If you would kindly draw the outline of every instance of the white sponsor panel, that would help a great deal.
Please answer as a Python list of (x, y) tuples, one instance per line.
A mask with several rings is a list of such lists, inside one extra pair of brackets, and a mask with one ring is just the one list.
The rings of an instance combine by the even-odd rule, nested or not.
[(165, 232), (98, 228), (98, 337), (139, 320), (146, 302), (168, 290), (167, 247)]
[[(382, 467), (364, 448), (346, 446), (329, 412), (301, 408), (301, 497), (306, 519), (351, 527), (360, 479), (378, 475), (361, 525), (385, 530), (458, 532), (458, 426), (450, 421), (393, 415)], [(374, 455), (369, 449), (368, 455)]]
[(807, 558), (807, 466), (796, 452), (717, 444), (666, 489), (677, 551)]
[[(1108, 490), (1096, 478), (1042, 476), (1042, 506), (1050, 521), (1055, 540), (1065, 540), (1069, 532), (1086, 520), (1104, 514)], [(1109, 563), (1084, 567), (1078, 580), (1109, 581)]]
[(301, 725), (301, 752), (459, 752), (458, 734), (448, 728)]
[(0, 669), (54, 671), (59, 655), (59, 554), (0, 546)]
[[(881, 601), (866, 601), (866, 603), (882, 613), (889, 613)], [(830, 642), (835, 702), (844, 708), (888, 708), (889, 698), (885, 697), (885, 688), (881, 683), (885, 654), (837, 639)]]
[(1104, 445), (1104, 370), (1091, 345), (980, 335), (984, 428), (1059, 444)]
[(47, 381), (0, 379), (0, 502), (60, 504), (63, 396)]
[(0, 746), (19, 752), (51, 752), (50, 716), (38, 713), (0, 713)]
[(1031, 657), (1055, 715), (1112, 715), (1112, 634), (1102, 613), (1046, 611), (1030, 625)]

---*---

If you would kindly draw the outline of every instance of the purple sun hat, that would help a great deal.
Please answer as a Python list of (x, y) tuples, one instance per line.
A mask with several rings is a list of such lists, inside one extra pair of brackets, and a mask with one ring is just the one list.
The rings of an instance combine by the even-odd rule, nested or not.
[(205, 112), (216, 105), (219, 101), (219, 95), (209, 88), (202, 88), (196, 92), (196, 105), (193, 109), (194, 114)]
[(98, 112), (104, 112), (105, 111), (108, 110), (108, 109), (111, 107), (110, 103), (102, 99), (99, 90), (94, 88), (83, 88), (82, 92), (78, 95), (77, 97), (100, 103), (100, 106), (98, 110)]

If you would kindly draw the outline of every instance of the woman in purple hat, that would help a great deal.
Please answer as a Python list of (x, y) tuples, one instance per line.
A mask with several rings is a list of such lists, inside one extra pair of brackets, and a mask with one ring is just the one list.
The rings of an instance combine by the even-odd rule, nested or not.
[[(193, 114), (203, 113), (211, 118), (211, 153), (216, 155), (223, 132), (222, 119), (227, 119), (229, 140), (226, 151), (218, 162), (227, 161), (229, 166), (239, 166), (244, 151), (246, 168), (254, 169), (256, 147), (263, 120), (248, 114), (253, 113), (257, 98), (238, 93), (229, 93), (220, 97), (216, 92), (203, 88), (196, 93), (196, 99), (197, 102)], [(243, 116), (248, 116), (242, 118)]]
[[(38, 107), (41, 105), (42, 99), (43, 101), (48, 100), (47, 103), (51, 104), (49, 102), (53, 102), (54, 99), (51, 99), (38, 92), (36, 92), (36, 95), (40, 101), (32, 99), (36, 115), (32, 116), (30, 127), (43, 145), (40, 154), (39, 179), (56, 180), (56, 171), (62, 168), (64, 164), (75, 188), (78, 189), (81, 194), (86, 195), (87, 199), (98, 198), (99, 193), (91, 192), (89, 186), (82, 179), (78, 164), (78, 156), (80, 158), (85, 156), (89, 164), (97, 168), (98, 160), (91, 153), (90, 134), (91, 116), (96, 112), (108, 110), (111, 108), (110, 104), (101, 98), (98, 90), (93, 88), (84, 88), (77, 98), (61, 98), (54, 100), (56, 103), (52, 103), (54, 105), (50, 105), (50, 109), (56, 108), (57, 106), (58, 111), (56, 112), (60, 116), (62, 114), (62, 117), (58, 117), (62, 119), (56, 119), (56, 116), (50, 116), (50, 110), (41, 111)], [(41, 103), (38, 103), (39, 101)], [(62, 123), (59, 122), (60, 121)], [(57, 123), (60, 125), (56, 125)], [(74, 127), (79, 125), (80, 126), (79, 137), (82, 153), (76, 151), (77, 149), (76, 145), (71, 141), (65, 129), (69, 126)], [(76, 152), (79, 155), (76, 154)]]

---*---

▸ **Task**
Tally the lines in the data above that contain the string "purple", treating case as significant, and give only the number.

▸ **Exercise solution**
2